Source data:
↓

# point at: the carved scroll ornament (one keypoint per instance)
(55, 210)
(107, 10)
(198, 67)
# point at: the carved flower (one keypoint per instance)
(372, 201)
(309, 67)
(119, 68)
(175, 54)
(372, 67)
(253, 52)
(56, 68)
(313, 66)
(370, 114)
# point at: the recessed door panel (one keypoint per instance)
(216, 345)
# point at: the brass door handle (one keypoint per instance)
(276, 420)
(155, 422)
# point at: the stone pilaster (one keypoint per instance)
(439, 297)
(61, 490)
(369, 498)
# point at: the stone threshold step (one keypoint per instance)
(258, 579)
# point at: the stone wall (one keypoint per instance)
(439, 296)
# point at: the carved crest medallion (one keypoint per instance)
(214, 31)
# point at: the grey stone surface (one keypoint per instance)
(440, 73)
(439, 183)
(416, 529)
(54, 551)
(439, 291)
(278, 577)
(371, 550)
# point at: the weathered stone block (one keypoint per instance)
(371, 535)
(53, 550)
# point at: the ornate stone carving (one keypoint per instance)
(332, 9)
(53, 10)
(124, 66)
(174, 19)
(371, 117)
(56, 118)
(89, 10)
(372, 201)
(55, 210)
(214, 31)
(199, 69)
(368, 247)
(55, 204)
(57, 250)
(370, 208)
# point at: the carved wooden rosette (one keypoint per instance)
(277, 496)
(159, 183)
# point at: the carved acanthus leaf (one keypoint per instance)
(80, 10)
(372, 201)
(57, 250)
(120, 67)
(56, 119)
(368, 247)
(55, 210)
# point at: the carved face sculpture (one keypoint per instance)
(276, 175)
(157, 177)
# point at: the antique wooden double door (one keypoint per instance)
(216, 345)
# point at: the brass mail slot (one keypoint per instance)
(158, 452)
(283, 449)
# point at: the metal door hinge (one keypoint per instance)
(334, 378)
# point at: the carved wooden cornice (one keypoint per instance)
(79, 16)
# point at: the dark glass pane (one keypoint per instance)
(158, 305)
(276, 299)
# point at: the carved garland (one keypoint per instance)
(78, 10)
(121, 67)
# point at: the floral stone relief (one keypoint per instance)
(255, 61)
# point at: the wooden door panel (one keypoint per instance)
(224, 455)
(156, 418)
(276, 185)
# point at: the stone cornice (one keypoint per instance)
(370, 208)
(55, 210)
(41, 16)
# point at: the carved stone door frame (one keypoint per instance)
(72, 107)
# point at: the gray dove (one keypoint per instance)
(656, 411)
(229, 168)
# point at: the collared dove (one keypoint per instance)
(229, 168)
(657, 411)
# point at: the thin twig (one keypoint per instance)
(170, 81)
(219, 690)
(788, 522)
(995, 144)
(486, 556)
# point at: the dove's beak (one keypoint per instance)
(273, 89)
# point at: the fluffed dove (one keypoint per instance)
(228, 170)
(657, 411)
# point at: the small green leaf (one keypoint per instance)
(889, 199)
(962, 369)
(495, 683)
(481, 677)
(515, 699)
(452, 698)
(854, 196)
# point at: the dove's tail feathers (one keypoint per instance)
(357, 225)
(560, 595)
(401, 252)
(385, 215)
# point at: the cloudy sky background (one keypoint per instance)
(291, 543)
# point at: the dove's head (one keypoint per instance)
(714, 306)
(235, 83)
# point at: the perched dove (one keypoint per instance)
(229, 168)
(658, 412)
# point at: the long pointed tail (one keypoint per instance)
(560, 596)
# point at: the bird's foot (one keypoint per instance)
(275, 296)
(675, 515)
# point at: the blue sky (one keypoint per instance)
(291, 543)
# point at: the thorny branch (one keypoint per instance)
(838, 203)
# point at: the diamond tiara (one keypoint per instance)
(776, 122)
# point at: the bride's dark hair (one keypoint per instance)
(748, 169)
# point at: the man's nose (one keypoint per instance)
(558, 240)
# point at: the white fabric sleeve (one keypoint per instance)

↑

#### WHAT YOU HAVE TO DO:
Retype all of the records above, keeping them identical.

#### SOLVED EXERCISE:
# point at: the carved scroll ornament (one keypoint per instance)
(55, 210)
(107, 10)
(198, 67)
# point at: the carved flower (one keypoint per instance)
(372, 201)
(309, 67)
(119, 68)
(175, 54)
(372, 67)
(253, 52)
(56, 68)
(313, 66)
(370, 114)
# point at: the recessed door panel (one keypoint per instance)
(216, 345)
# point at: the brass door handle (one keypoint per instance)
(276, 420)
(155, 422)
# point at: the stone pilaster (one keypoint per instance)
(439, 297)
(61, 490)
(369, 498)
# point at: the stone threshold step (one keypoint per instance)
(258, 579)
# point at: the stone wall (one keypoint per instance)
(439, 296)
# point at: the carved crest medallion (one keypoint per instance)
(214, 31)
# point at: the grey stone surface (one keypoint per instance)
(440, 73)
(439, 183)
(416, 529)
(54, 551)
(439, 291)
(278, 577)
(371, 550)
# point at: the weathered stone block (one keypoint per instance)
(371, 535)
(53, 550)
# point at: the ornate stone carving (one keypoint per instance)
(332, 9)
(53, 10)
(124, 66)
(174, 19)
(371, 117)
(56, 118)
(89, 10)
(372, 201)
(55, 210)
(214, 31)
(199, 69)
(368, 247)
(55, 204)
(57, 250)
(370, 208)
# point at: the carved wooden rosette (one keypoint per instance)
(277, 496)
(159, 183)
# point at: the carved acanthus leaf (one keypoint per instance)
(80, 10)
(372, 201)
(57, 250)
(120, 67)
(56, 119)
(368, 247)
(55, 210)
# point at: the carved face sculpture (one keypoint per instance)
(276, 175)
(157, 177)
# point at: the antique wooden double door (one keypoint per instance)
(216, 345)
# point at: the brass mail slot (one keypoint per instance)
(158, 452)
(283, 449)
# point at: the metal door hinge (one keypoint per instance)
(334, 378)
# point at: the carved wooden cornice (one keypoint per instance)
(79, 16)
# point at: the dark glass pane (one keypoint per instance)
(158, 305)
(276, 299)
# point at: the carved garland (one keypoint per instance)
(78, 10)
(121, 67)
# point at: the floral stone relief (one keypoint per instance)
(255, 61)
# point at: the wooden door panel (one keypoint per instance)
(224, 455)
(156, 418)
(276, 185)
# point at: the stone cornice (one keypoint per instance)
(370, 208)
(55, 210)
(41, 16)
# point at: the carved stone door frame (one keypoint per instance)
(72, 107)
# point at: the gray dove (one keypoint per instance)
(656, 411)
(229, 168)
# point at: the collared dove (one keypoint per instance)
(229, 168)
(657, 411)
# point at: the thin twig (one keypoint per instance)
(170, 81)
(219, 690)
(788, 522)
(995, 144)
(486, 556)
# point at: the dove's beak (one keypoint per instance)
(273, 89)
# point at: the fluffed dove (one keypoint per instance)
(228, 170)
(657, 411)
# point at: the small green leaf (one keypoint per instance)
(889, 199)
(962, 369)
(495, 683)
(481, 677)
(515, 699)
(452, 698)
(854, 196)
# point at: the dove's tail feathers (one keypoint per instance)
(357, 225)
(560, 595)
(401, 252)
(385, 215)
# point at: the cloudy sky background (one keypoint per instance)
(291, 543)
# point at: the dove's head (one keypoint per instance)
(714, 306)
(235, 83)
# point at: the perched dove (one keypoint per instance)
(229, 168)
(658, 412)
# point at: the long pointed tail (one keypoint per instance)
(560, 596)
# point at: the bird's foot (one keypoint per instance)
(275, 296)
(675, 515)
# point at: the blue sky (one keypoint per instance)
(291, 543)
# point at: the thorny branch (one keypoint per instance)
(838, 203)
# point at: the diamond tiara (one keypoint per instance)
(776, 122)
# point at: the bride's dark hair (one keypoint per instance)
(748, 169)
# point at: the man's nose (one keypoint per instance)
(558, 240)
# point at: the white fabric sleeve (one keypoint per instance)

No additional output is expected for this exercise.